**PROBLEM DESCRIPTION**: Your answer must be an exact transcription of the lines from the line with "Task: check that each instance of the landing gear strut" through the final line of the data.

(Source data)
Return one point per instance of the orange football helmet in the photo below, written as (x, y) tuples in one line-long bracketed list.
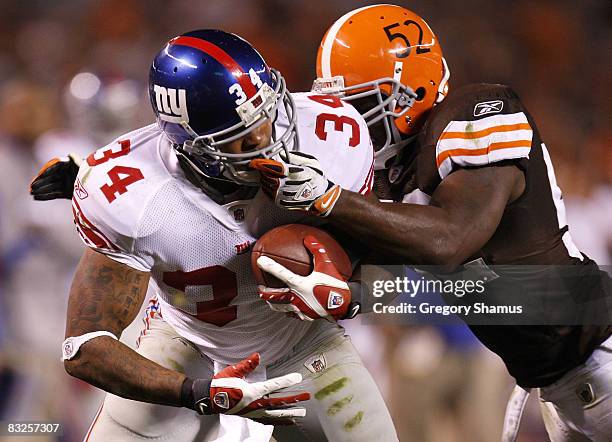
[(390, 53)]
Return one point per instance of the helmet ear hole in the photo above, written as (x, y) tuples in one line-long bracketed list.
[(421, 92)]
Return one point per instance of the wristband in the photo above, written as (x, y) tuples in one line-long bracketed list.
[(356, 288), (195, 394), (71, 345)]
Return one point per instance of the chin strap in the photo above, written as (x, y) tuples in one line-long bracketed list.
[(220, 190)]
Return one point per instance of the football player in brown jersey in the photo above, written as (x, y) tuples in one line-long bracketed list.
[(466, 177), (475, 163)]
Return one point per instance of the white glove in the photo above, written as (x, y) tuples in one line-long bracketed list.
[(229, 393), (322, 294), (297, 183)]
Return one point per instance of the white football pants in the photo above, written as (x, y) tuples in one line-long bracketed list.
[(345, 403), (578, 407)]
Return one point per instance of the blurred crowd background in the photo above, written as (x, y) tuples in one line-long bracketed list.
[(73, 76)]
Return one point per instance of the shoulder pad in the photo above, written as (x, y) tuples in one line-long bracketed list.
[(478, 125)]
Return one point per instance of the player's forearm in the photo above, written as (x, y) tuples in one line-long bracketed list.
[(106, 296), (416, 234), (114, 367)]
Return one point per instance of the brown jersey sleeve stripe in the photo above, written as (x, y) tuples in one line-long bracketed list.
[(484, 132), (483, 151)]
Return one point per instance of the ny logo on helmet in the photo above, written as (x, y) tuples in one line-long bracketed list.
[(168, 107), (488, 107)]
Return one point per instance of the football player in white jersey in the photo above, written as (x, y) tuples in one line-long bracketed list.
[(175, 205)]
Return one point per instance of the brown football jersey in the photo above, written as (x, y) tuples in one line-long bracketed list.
[(486, 125)]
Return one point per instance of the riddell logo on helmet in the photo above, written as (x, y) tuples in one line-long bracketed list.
[(171, 104)]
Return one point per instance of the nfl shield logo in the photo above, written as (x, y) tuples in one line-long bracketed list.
[(221, 400), (316, 364), (335, 300), (239, 215)]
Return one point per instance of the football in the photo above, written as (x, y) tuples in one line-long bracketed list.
[(285, 244)]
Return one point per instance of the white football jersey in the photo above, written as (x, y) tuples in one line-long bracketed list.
[(133, 203)]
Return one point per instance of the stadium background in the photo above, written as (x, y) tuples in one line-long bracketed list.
[(73, 75)]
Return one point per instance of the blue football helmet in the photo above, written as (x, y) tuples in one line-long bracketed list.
[(209, 88)]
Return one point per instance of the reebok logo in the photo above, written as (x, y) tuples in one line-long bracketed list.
[(241, 248), (79, 190), (488, 107), (334, 300)]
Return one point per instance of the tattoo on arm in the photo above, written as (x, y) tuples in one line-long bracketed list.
[(107, 295)]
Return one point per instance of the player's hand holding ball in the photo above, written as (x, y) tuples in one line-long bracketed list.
[(320, 293), (297, 183), (229, 393)]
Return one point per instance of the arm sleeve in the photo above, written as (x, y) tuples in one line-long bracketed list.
[(489, 125)]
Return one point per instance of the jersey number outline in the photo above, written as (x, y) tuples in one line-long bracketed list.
[(121, 176), (339, 120), (224, 287), (406, 53)]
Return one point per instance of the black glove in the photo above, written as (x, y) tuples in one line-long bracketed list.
[(56, 179)]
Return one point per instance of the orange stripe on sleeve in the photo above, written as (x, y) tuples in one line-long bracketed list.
[(475, 152), (481, 133)]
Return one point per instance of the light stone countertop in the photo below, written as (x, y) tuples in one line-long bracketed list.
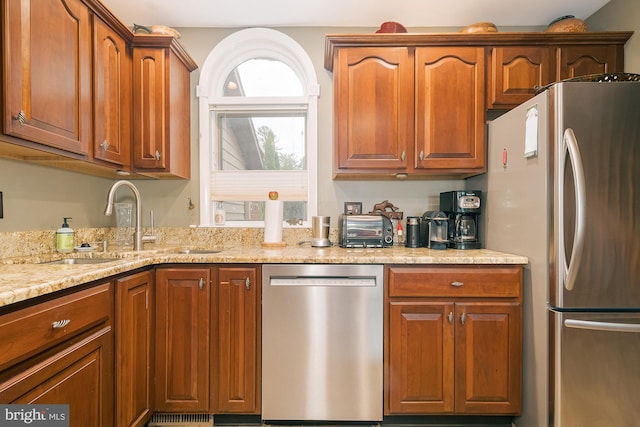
[(24, 278)]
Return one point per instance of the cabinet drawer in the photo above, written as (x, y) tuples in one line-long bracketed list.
[(31, 330), (494, 282)]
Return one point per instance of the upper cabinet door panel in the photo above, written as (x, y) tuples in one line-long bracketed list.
[(450, 105), (575, 61), (149, 108), (514, 72), (112, 91), (373, 108), (47, 54)]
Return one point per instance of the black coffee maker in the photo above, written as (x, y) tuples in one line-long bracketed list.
[(462, 208)]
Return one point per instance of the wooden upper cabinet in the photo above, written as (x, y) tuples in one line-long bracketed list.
[(47, 66), (161, 107), (373, 109), (112, 91), (518, 62), (450, 109), (408, 111), (514, 72), (575, 61)]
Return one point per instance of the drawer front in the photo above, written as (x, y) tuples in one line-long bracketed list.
[(476, 281), (31, 330)]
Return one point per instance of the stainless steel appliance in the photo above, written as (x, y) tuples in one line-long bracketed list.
[(463, 209), (364, 231), (322, 336), (563, 188)]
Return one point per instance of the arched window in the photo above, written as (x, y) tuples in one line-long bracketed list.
[(258, 96)]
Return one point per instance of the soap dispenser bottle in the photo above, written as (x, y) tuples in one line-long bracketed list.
[(64, 237)]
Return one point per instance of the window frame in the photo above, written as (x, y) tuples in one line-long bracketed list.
[(223, 59)]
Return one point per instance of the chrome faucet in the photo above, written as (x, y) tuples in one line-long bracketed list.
[(138, 237)]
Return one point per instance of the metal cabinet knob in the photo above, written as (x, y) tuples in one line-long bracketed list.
[(59, 324), (21, 118)]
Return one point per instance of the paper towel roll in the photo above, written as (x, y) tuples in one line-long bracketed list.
[(273, 221)]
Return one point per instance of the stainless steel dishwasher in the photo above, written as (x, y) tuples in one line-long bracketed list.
[(322, 339)]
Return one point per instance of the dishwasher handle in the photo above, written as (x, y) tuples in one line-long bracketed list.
[(602, 326), (329, 281)]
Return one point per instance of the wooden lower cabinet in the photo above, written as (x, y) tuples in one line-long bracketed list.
[(183, 303), (454, 341), (64, 355), (236, 343), (134, 348), (208, 339)]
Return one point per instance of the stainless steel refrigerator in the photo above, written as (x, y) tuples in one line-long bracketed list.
[(563, 188)]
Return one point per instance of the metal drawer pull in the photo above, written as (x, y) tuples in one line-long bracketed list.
[(59, 324), (21, 118)]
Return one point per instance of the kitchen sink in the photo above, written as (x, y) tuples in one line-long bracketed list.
[(79, 261)]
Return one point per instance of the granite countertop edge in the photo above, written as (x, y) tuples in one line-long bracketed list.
[(27, 278)]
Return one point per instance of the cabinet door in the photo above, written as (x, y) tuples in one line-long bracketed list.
[(112, 105), (134, 349), (149, 108), (488, 358), (421, 361), (80, 375), (47, 61), (450, 109), (237, 357), (575, 61), (514, 72), (373, 115), (182, 339)]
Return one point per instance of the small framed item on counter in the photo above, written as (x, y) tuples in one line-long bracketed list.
[(352, 208)]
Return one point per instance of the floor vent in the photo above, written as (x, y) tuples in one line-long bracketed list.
[(181, 420)]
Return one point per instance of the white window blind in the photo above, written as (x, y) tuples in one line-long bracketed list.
[(256, 185)]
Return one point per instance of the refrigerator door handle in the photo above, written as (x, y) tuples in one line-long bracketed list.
[(570, 144), (602, 326)]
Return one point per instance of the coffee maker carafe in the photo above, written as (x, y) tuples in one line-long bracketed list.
[(463, 209)]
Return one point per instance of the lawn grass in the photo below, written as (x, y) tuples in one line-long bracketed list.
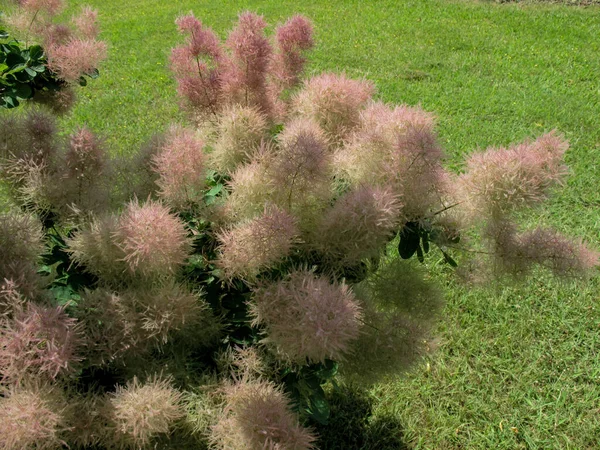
[(517, 366)]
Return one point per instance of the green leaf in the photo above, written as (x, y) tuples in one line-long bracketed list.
[(409, 241), (425, 241), (319, 409), (449, 259)]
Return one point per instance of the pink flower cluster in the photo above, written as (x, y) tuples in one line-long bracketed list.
[(307, 318)]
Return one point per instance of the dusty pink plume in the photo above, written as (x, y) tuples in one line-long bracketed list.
[(358, 225), (38, 341), (86, 23), (245, 79), (256, 245), (293, 39), (258, 415), (51, 7), (75, 58), (334, 102), (501, 180), (153, 240), (180, 165), (307, 318)]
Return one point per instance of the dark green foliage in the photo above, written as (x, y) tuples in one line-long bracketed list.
[(353, 426), (415, 237), (24, 71)]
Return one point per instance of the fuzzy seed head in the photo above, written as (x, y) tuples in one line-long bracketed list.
[(108, 326), (21, 245), (307, 318), (180, 165), (293, 38), (162, 311), (32, 417), (246, 78), (153, 240), (144, 410), (240, 132), (358, 225), (258, 416), (251, 188), (38, 341), (500, 180), (563, 256), (334, 102), (85, 157), (75, 58), (50, 7), (95, 248), (253, 246), (301, 171)]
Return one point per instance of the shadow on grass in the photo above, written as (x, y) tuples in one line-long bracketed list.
[(352, 425)]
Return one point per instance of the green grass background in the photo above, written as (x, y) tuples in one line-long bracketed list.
[(516, 366)]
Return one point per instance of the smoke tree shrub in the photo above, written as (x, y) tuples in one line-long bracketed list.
[(208, 295), (64, 55)]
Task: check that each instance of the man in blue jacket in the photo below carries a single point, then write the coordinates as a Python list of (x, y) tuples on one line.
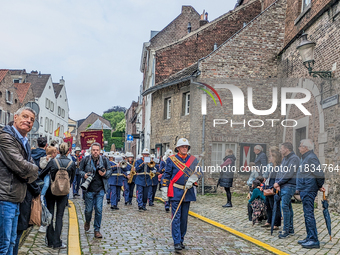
[(285, 182), (143, 180), (310, 179), (261, 158), (180, 175)]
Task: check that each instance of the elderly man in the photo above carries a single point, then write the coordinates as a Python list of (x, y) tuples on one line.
[(285, 182), (179, 176), (98, 168), (310, 179), (16, 170), (261, 158)]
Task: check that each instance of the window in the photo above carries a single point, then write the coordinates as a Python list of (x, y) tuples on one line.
[(186, 103), (9, 97), (218, 152), (47, 103), (167, 108), (305, 4), (51, 126), (46, 124)]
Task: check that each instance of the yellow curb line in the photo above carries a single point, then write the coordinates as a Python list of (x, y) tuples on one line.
[(73, 231), (235, 232)]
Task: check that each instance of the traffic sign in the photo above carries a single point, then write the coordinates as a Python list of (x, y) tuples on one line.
[(129, 138)]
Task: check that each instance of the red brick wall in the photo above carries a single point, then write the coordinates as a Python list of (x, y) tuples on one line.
[(177, 28), (184, 53), (293, 12)]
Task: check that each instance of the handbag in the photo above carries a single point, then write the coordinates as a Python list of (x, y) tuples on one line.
[(35, 218), (268, 192)]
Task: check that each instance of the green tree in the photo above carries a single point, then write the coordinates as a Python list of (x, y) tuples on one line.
[(114, 118)]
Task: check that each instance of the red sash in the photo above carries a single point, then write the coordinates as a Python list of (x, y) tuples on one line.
[(181, 167)]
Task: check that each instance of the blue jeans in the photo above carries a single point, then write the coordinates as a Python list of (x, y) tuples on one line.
[(180, 222), (286, 195), (9, 213), (94, 199), (308, 198)]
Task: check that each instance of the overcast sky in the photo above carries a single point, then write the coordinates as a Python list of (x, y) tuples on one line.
[(95, 45)]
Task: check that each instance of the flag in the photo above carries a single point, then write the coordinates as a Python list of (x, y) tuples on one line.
[(57, 131), (67, 134)]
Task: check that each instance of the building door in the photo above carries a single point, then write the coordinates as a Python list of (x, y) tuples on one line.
[(300, 134)]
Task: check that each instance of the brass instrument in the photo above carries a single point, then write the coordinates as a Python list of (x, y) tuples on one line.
[(123, 164), (152, 164), (132, 172)]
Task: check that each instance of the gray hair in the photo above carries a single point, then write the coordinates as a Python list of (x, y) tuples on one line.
[(25, 108), (96, 144), (308, 143)]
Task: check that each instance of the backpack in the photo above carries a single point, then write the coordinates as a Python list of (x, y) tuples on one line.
[(61, 184)]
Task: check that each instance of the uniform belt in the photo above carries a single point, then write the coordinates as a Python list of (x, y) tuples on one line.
[(179, 186), (142, 173)]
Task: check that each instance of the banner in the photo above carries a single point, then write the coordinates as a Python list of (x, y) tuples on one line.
[(69, 141), (89, 137)]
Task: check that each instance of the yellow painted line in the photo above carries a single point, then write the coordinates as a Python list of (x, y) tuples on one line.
[(73, 231), (235, 232)]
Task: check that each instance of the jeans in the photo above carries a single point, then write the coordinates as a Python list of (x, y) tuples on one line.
[(286, 195), (131, 188), (180, 222), (94, 200), (76, 184), (151, 194), (142, 195), (53, 234), (270, 207), (308, 210), (9, 213)]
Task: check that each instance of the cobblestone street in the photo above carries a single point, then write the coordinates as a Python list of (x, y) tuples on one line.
[(129, 231)]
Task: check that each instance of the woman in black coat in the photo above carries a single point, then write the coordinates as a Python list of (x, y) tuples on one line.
[(33, 190), (53, 233), (227, 175)]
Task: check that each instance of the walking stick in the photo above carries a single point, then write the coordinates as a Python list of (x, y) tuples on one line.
[(185, 191)]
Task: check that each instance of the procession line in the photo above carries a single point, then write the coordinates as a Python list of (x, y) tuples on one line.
[(235, 232), (73, 243)]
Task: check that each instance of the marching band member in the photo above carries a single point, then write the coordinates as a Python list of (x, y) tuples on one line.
[(118, 173), (130, 186), (113, 165), (154, 181), (179, 176), (162, 170), (143, 180)]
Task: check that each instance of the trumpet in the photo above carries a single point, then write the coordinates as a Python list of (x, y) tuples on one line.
[(132, 172), (152, 164), (123, 164)]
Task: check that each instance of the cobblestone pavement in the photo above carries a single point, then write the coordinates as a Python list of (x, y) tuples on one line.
[(128, 231), (35, 241), (236, 217)]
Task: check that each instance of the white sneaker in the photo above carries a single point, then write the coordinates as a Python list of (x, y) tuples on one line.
[(42, 229)]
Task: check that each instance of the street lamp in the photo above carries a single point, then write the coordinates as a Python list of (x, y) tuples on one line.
[(306, 50)]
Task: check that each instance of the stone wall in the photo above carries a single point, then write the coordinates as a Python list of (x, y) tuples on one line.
[(200, 43)]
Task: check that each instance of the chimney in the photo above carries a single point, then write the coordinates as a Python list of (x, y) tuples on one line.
[(62, 81), (204, 18)]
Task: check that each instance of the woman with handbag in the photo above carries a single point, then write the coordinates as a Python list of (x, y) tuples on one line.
[(269, 191), (227, 175), (53, 168)]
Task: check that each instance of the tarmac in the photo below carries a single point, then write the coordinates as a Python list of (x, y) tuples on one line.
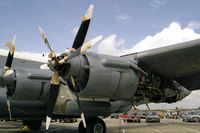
[(113, 126)]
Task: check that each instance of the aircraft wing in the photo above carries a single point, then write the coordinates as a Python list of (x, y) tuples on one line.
[(180, 62)]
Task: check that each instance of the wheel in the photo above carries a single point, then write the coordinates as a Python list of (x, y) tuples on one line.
[(33, 124), (93, 125)]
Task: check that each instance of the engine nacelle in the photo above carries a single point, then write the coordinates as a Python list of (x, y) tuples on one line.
[(28, 84), (104, 76)]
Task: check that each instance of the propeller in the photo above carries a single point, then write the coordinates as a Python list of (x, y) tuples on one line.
[(56, 62), (7, 71), (78, 101)]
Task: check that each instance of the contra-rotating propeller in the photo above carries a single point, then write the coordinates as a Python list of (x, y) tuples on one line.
[(56, 62), (7, 71)]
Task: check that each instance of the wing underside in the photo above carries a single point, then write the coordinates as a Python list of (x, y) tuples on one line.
[(180, 62)]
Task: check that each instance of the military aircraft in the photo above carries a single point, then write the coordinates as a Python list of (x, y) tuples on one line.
[(89, 85)]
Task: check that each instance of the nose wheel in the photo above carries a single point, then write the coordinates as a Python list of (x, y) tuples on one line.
[(94, 125)]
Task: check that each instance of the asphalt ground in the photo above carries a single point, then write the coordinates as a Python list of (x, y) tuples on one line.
[(113, 126)]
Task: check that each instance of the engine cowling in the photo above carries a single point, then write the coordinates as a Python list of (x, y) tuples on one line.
[(103, 76), (28, 84)]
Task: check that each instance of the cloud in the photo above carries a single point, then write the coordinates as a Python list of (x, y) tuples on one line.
[(75, 30), (4, 4), (110, 45), (157, 3), (194, 25), (123, 18), (168, 36)]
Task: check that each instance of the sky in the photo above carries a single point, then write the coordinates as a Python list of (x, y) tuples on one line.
[(127, 26)]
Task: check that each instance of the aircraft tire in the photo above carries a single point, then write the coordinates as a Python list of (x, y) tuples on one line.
[(33, 124), (93, 125)]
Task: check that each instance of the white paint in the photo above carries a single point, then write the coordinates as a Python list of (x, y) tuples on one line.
[(157, 130), (26, 56), (193, 130)]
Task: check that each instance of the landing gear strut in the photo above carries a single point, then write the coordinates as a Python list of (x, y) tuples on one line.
[(33, 124), (94, 125)]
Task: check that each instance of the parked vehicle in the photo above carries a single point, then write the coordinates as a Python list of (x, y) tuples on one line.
[(191, 116), (152, 117), (114, 115), (131, 117), (161, 115)]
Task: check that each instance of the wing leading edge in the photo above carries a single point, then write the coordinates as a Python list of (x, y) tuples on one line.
[(180, 62)]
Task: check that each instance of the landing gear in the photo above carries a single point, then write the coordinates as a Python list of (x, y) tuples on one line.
[(94, 125), (33, 124)]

**TASK RESULT**:
Task: check that each instance of the landing gear strut in the photo above carries a single point, then write the coordinates as a Python list of (x, y) tuples on one line.
[(33, 124), (94, 125)]
Task: check that each instance of the parked vehicle in the photo above carries a single point, then write the coordinates as a Python list of (x, y) tuples on one line.
[(191, 116), (152, 117), (114, 115), (131, 117), (161, 115)]
Task: check that each instance of the wing leading edge in the photo above carries a single point, then write the coordinates as a Python list of (x, y) tuples on one line.
[(180, 62)]
Task: check that each instance of the landing gear in the photo above carries a single point, then write the coordinates as a Python list of (x, y) tuples on one line.
[(94, 125), (33, 124)]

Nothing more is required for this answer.